The first reference is referring to generating new digital samples by interpolating between the available digital samples for output by a DAC, which is different from any oversampling that the A/D may have previously done to generate these samples. The interpolation is a mathematical function of the digital samples in the digital domain.

The second reference refers to A/D oversampling in the first sentence (only) as a setup to discussing oversampling in DACs in the rest of the article. The second sentence is "The concept of oversampling and interpolation can be used in a similar manner with a reconstruction DAC." The article is about DAC oversampling. Some of the graphs may apply to both types of oversampling but that's not discussed in the paper.

Oversampling in the DAC process consists of interpolation between the available digital samples that were previously taken. It is a mathematical process.

Oversampling in the A/D process consists of actual (not fake or calculated) samples taken at greater than the Nyquist rate. The oversampling process in this case is not, in itself mathematical, although mathematical functions, such as filtering and interpolation, may be performed on these digital samples.

Edit: Upon reflection I believe our differences are that I am referring to two distinct types of oversampling (digital interpolation and real) and you are referring to only the digital interpolation type.

I have another question concerning oversampling. How is an analogue low pass filter used in the initial ADC process, and then how a digital filter is used?

#####

*Required actions:*
1/ In the oversampling post, what does oversampling in the DAC process consist of?
2/ Rewrite the oversampling post from "Oversampling in the DAC" up to and including "digital interpolation type.", changing "A/D" to "ADC".
3/ Write what comes next in the forum post on oversampling, picking up after its last sentence.
The data after this point is separate material with no connection to the oversampling post.

*Data segment:*
#####

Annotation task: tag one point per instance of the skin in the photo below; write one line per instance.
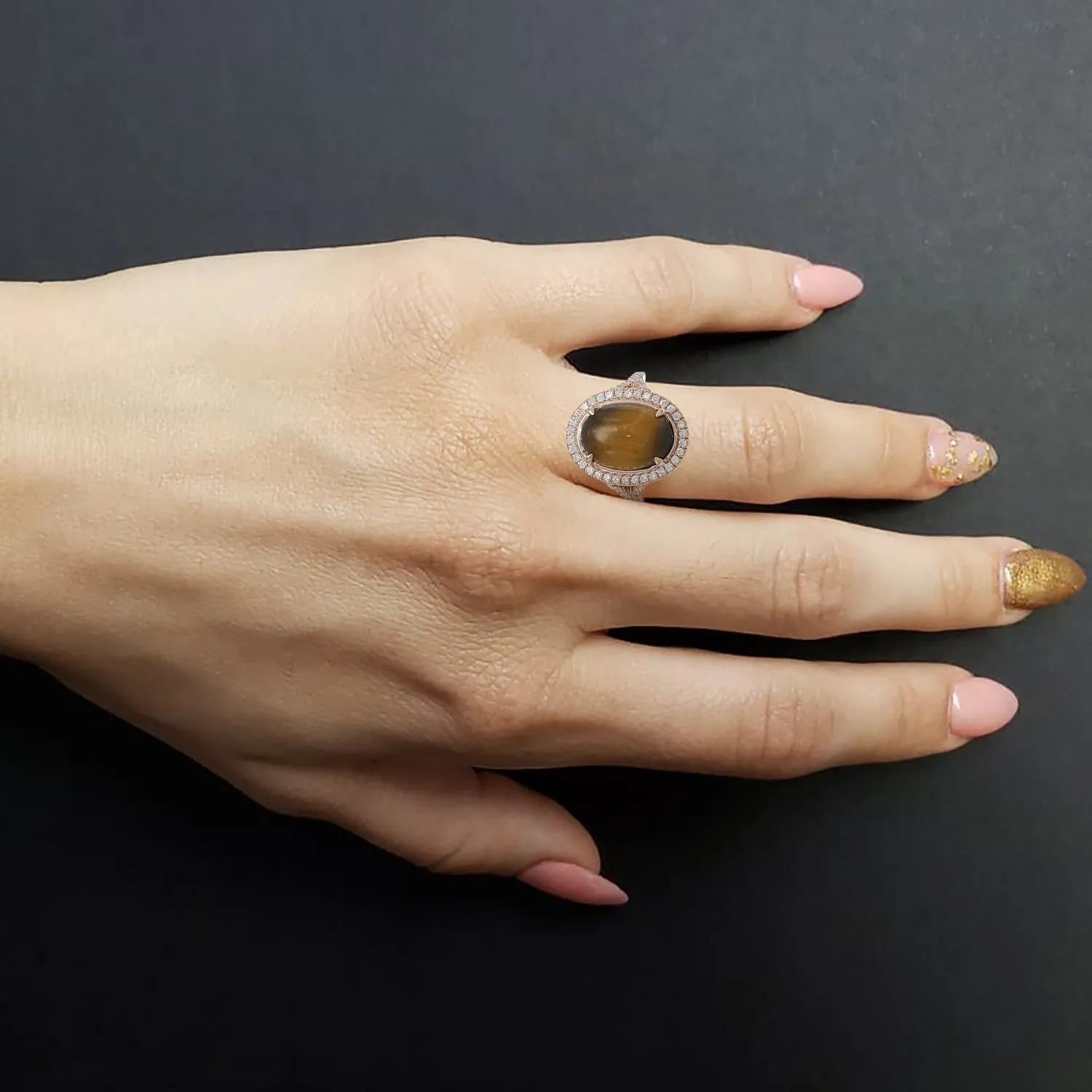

#####

*Per-task outputs:*
1/ It consists of interpolation between the available digital samples that were previously taken.

2/
Oversampling in the DAC process consists of interpolation between the available digital samples that were previously taken. It is a mathematical process.

Oversampling in the ADC process consists of actual (not fake or calculated) samples taken at greater than the Nyquist rate. The oversampling process in this case is not, in itself mathematical, although mathematical functions, such as filtering and interpolation, may be performed on these digital samples.

Edit: Upon reflection I believe our differences are that I am referring to two distinct types of oversampling (digital interpolation and real) and you are referring to only the digital interpolation type.

3/
An analog filter is used at the input to the A/D to minimize any noise and signals above the frequency of interest. Otherwise these will alias into your signal passband causing noise and corruption of the digitized signal.

If the A/D oversamples the input significantly above the signal Nyquist frequency (sample rate twice the highest frequency of interest) then a digital filter can be used at the A/D output to provide addition filtering of noise and signal components above the desired signal frequency. This can lessen the requirements on the analog input filter.

crutschow said:

An analog filter is used at the input to the A/D to minimize any noise and signals above the frequency of interest. Otherwise these will alias into your signal passband causing noise and corruption of the digitized signal.

If the A/D oversamples the input significantly above the signal Nyquist frequency (sample rate twice the highest frequency of interest) then a digital filter can be used at the A/D output to provide addition filtering of noise and signal components above the desired signal frequency. This can lessen the requirements on the analog input filter.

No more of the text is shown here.